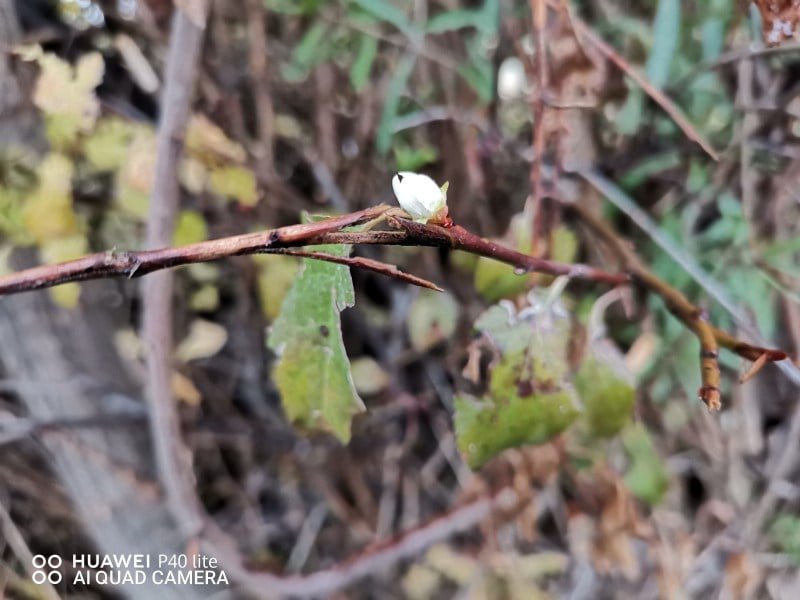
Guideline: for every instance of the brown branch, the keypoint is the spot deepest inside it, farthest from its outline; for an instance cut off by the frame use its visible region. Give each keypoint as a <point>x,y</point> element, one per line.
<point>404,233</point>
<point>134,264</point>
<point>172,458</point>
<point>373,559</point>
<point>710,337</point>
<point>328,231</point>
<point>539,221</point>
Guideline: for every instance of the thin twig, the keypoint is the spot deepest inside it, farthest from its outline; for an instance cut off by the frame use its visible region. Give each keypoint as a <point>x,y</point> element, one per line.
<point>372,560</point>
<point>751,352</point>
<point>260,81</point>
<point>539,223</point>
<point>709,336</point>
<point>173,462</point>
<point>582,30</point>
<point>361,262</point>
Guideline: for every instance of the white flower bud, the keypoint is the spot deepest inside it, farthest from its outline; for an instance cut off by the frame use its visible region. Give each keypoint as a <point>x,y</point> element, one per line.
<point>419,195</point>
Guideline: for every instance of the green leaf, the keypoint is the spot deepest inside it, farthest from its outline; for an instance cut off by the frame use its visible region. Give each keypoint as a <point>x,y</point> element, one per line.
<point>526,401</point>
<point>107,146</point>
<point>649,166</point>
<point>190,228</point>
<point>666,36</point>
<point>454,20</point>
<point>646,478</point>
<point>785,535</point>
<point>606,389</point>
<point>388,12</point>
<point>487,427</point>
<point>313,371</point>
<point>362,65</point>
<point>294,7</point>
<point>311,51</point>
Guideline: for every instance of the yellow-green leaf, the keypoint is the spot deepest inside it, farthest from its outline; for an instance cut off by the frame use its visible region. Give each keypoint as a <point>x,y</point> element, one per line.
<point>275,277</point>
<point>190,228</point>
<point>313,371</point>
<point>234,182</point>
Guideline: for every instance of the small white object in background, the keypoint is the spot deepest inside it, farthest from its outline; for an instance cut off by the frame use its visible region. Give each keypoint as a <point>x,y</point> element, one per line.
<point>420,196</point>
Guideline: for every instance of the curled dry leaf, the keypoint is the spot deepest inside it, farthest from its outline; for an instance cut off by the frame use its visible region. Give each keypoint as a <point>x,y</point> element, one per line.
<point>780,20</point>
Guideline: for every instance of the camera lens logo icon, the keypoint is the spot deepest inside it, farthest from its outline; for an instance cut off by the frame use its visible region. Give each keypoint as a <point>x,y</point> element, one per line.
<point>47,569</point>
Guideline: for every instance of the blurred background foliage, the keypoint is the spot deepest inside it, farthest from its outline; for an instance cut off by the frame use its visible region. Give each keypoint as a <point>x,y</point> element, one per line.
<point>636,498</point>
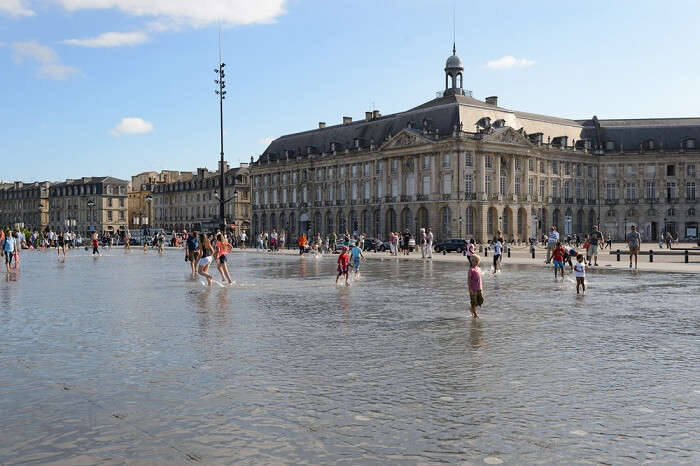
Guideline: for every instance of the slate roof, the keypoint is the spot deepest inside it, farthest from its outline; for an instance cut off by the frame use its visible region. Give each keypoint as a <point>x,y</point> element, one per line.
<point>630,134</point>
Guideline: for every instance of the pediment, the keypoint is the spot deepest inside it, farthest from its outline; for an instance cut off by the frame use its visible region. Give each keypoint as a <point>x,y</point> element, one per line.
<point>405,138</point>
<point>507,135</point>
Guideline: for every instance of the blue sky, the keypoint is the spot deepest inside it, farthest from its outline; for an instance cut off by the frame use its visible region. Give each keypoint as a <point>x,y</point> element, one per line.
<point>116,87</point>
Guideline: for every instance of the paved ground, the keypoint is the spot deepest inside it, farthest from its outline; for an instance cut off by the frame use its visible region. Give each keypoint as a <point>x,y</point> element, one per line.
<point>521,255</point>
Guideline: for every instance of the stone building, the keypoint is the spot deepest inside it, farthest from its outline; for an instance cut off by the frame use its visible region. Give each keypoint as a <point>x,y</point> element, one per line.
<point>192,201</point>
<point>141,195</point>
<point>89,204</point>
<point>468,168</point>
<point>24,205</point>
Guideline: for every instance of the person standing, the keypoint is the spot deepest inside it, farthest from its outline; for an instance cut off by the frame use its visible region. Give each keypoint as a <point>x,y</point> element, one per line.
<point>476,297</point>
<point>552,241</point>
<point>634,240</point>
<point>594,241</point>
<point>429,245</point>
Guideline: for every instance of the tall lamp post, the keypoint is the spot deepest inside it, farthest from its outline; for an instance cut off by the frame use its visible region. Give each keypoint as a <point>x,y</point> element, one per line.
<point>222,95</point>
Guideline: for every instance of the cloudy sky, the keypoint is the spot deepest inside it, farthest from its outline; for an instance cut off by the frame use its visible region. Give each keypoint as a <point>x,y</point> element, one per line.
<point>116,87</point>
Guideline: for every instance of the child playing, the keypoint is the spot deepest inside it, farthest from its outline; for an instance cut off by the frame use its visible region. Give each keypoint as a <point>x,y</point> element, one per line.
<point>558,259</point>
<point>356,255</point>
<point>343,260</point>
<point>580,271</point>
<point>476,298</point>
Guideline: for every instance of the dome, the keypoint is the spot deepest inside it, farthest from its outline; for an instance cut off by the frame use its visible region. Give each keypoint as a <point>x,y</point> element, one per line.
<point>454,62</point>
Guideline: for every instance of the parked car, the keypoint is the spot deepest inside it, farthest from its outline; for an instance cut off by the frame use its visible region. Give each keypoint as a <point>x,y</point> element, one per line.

==================================================

■ **Set problem**
Extract every line of the data above verbatim, omitting the images.

■ **In response**
Guideline: for every instance of the brown branch, the keypoint is the spot deepest inside it, farthest from its outline; for an instance cut off by the frame use its visible region. Give each keypoint as a <point>x,y</point> element, one per line.
<point>404,233</point>
<point>134,264</point>
<point>172,458</point>
<point>373,559</point>
<point>710,337</point>
<point>328,231</point>
<point>539,221</point>
Guideline: for every instance of the thin twig, the keypoint is the spot deepest inside it, farthest from its outline; for an instance cut off by the frame use its visible region. Give each keypoint as a <point>x,y</point> element, one per line.
<point>372,560</point>
<point>751,352</point>
<point>260,81</point>
<point>539,223</point>
<point>709,336</point>
<point>173,462</point>
<point>582,30</point>
<point>361,262</point>
Guideline: for every instance of the white flower bud, the keypoint is the spot deepest inside it, farthest from its outline; for an instance cut off by the frame use its visible region. Give each keypoint as a <point>x,y</point> element, one per line.
<point>419,195</point>
Guideline: for every instance of the green leaf, the keypoint is the spot deepest inside it, farthest from its outline; for an instance cut off by the frame use its visible region. Give each keypoint as a <point>x,y</point> element, one per line.
<point>526,401</point>
<point>107,146</point>
<point>649,166</point>
<point>190,228</point>
<point>666,36</point>
<point>454,20</point>
<point>646,478</point>
<point>785,535</point>
<point>606,389</point>
<point>388,12</point>
<point>487,427</point>
<point>313,371</point>
<point>362,65</point>
<point>294,7</point>
<point>311,51</point>
Guideline: for every instance of the yellow-green leaf, the keypoint is the spot deepest inside it, farthest from its outline; for an instance cut off by the frame use its visible region. Give each keypoint as a <point>x,y</point> element, one per line.
<point>275,277</point>
<point>190,228</point>
<point>313,371</point>
<point>234,182</point>
Guideline: for every instance of the small white object in background, the keypoint is the spot deepest inside it, farthest from its outline; for an instance cut off by the frame use its visible region. Give each keypoint as a <point>x,y</point> element, one per line.
<point>420,196</point>
Guideline: for every instance of the curled dry leaf, the keypoint is the spot deepest inside it, farthest from its outline; for an instance cut off by the frame use its visible region. Give each keypoint as a <point>x,y</point> element, one per line.
<point>780,20</point>
Guideline: for every instance of the camera lens logo icon, the keypoint is the spot deepest inside it, farthest from its outline; for an instance cut off by the frame use its visible region. Give each keypoint as a <point>x,y</point> element, one per line.
<point>47,569</point>
Guideline: for every instance of the blurred background foliage, the keypoint is the spot deepest inside it, farthest from its outline; for an instance cut off by the frame use its visible region. Give each keypoint as a <point>x,y</point> element, one per line.
<point>636,498</point>
Guideline: for every instance of the slate roof, the keypoint is the spot deepest inside it, farthest from its outline; for an instance cut off by the frame use its visible region. Give each keypoint as a <point>x,y</point> element, one per line.
<point>630,134</point>
Guideline: for every instance of the pediment, the keypoint is the spot deepest inside it, farthest from its outline; for an instance cut off by the frame use its visible region. Give each keypoint as a <point>x,y</point> element, one per line.
<point>405,138</point>
<point>507,135</point>
Guideline: for every instance of the blue sky, the keypoint is the spot deepest inside it, farthest from its outline; for an instance cut off by the frame use its visible region. Give each keypoint as a <point>x,y</point> element, one per line.
<point>116,87</point>
Guideline: for every instance of the paved ground, the keypoint is the spot deepest inside it, farthest from its outline; for an instance cut off by the frame use its visible region. Give each keypoint as a <point>x,y</point> element, one per line.
<point>521,255</point>
Guideline: for every instance of the stone building, the keypoint is the spot deepest inside it, farthest from its outline; for an instance cut off by the frame use its visible region. Give each keypoint as a <point>x,y</point> element, one per line.
<point>192,201</point>
<point>141,195</point>
<point>89,204</point>
<point>468,168</point>
<point>24,205</point>
Guideline: for every instance of the person standing, the keypoint is the spot deepest inside it, farthest from its outline; for an instance cut off by the frame use its visible region. Give each keypoint as a <point>x,y</point> element, one per line.
<point>476,297</point>
<point>552,241</point>
<point>634,240</point>
<point>594,241</point>
<point>429,245</point>
Guideline: for every instance of the tall lamp post, the keypoint is the spot deepest inside it, farthest from its outline; for an instance cut off by the frame use its visible region. Give each keypoint as a <point>x,y</point> element, one per line.
<point>222,95</point>
Guideline: for every instance of the cloudy sky, the keypoint is the spot deepest inside it, farthest from its outline; for an instance cut off by the frame use its visible region. Give each keypoint as a <point>x,y</point> element, one per line.
<point>116,87</point>
Guideline: for every instance of the child playing, the keypoint is the spot deepest inside it, farthest from its outline; for an instance cut off by the frame use its visible region. Give each keypoint as a <point>x,y</point> element, one per line.
<point>558,259</point>
<point>356,255</point>
<point>343,260</point>
<point>580,271</point>
<point>476,298</point>
Guideline: for every instance of the dome, the keypoint is the spot deepest inside it, farthest from its outline; for an instance cut off by the frame use its visible region. Give each keypoint as a <point>x,y</point> element, one per line.
<point>454,62</point>
Guideline: for every instance of the parked car, the keypoint is the spot deepest inside it, farthest from its outline; for an instance cut off by the frame use its visible region. Give each keypoint as a <point>x,y</point> element, one per line.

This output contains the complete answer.